AUFGABE UND ANFORDERUNGEN:
Zitiere aus dem Text über den Gäubahn-Tunnel auf den Fildern wörtlich die Passage von „Der vorgeschlagene neue“ bis „Bopp sagen lassen.“.

AUSGEWÄHLTER AUSZUG:
***

Montag, 29. Juni 2020

Der vorgeschlagene neue Tunnel für die Gäubahn auf den Fildern kann nur Teil einer Alternative sein

Der von einem Gutachter für den Deutschlandtakt vorgeschlagene neue ca. 10 bis 12 Kilometer lange Tunnel für die Gäubahn auf den Fildern kann nur Teil einer Alternative sein.

Es darf keinesfall der Grundfehler des Projekts Stuttgart 21 wiederholt werden, dass bereits wenige Wochen nach der Präsentation des Projekts die Alternativlosigkeit in den Raum gestellt wird und die zugrundeliegenden Prämissen nicht hinterfragt werden dürfen. Das muss sich vor allem der Verband Region Stuttgart mit seinem Vorsitzenden Thomas Bopp sagen lassen.

***

DATENAUSZUG:
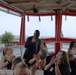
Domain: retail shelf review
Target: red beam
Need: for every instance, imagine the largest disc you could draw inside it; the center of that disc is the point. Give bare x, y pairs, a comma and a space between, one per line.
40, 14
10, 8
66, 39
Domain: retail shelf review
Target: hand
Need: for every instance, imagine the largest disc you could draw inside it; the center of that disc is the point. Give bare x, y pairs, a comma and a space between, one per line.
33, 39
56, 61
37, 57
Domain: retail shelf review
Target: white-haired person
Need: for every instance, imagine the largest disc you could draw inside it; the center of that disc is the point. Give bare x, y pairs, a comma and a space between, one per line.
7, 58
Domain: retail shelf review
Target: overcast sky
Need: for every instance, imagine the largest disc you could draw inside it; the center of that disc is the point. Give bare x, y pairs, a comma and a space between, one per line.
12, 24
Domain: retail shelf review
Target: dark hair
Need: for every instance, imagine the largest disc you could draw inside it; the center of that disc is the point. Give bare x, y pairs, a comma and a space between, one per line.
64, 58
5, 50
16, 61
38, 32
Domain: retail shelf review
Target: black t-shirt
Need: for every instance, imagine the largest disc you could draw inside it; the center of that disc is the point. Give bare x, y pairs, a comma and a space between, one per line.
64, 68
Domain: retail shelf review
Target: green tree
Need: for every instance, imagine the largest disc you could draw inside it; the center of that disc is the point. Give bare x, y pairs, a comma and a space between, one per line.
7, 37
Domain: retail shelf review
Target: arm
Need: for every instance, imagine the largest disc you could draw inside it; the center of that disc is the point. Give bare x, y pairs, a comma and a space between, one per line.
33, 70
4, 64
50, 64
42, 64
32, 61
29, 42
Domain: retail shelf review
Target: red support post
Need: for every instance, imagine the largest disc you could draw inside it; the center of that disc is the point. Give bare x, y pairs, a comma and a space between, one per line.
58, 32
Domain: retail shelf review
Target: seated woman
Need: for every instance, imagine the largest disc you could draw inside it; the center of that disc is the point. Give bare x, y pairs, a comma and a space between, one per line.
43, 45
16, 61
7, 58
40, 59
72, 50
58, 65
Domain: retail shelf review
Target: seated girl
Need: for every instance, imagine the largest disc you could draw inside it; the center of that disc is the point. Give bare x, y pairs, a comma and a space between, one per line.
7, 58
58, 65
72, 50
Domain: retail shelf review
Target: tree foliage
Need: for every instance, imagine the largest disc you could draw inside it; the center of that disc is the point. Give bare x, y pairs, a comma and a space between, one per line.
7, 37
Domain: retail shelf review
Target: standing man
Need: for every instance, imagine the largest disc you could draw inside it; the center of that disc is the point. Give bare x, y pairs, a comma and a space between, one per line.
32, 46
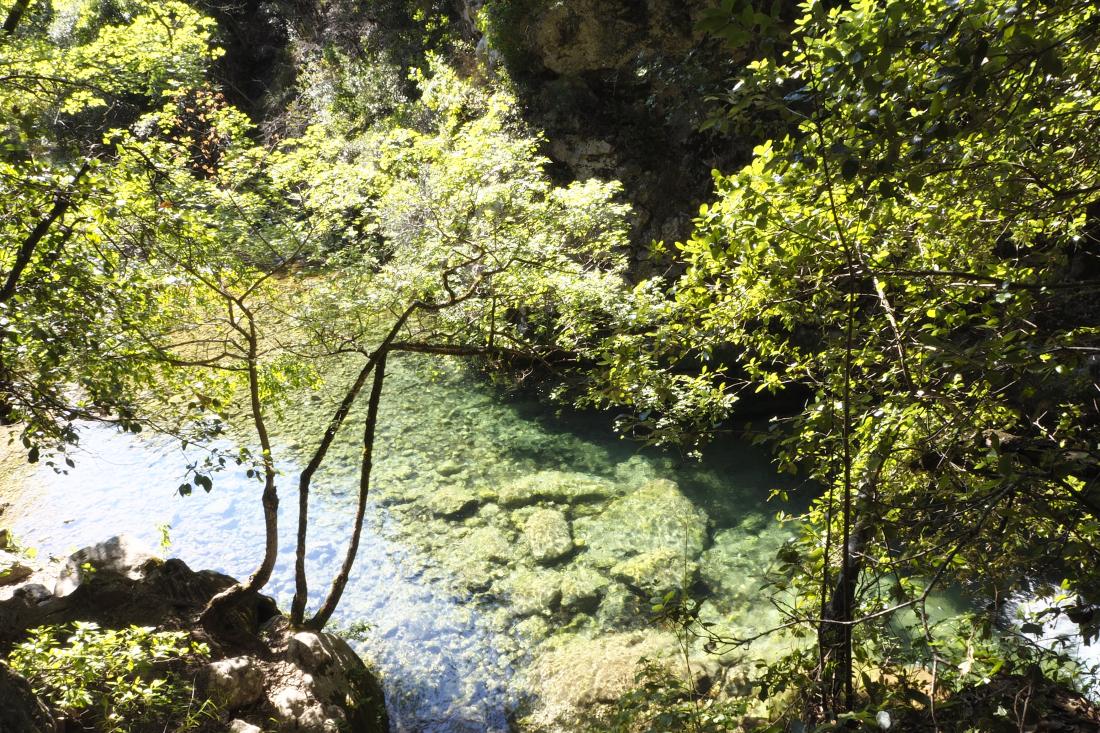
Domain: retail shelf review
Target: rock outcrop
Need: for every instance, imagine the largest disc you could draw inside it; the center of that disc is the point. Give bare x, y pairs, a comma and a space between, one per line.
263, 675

***

ANTWORT:
Der vorgeschlagene neue Tunnel für die Gäubahn auf den Fildern kann nur Teil einer Alternative sein

Der von einem Gutachter für den Deutschlandtakt vorgeschlagene neue ca. 10 bis 12 Kilometer lange Tunnel für die Gäubahn auf den Fildern kann nur Teil einer Alternative sein.

Es darf keinesfall der Grundfehler des Projekts Stuttgart 21 wiederholt werden, dass bereits wenige Wochen nach der Präsentation des Projekts die Alternativlosigkeit in den Raum gestellt wird und die zugrundeliegenden Prämissen nicht hinterfragt werden dürfen. Das muss sich vor allem der Verband Region Stuttgart mit seinem Vorsitzenden Thomas Bopp sagen lassen.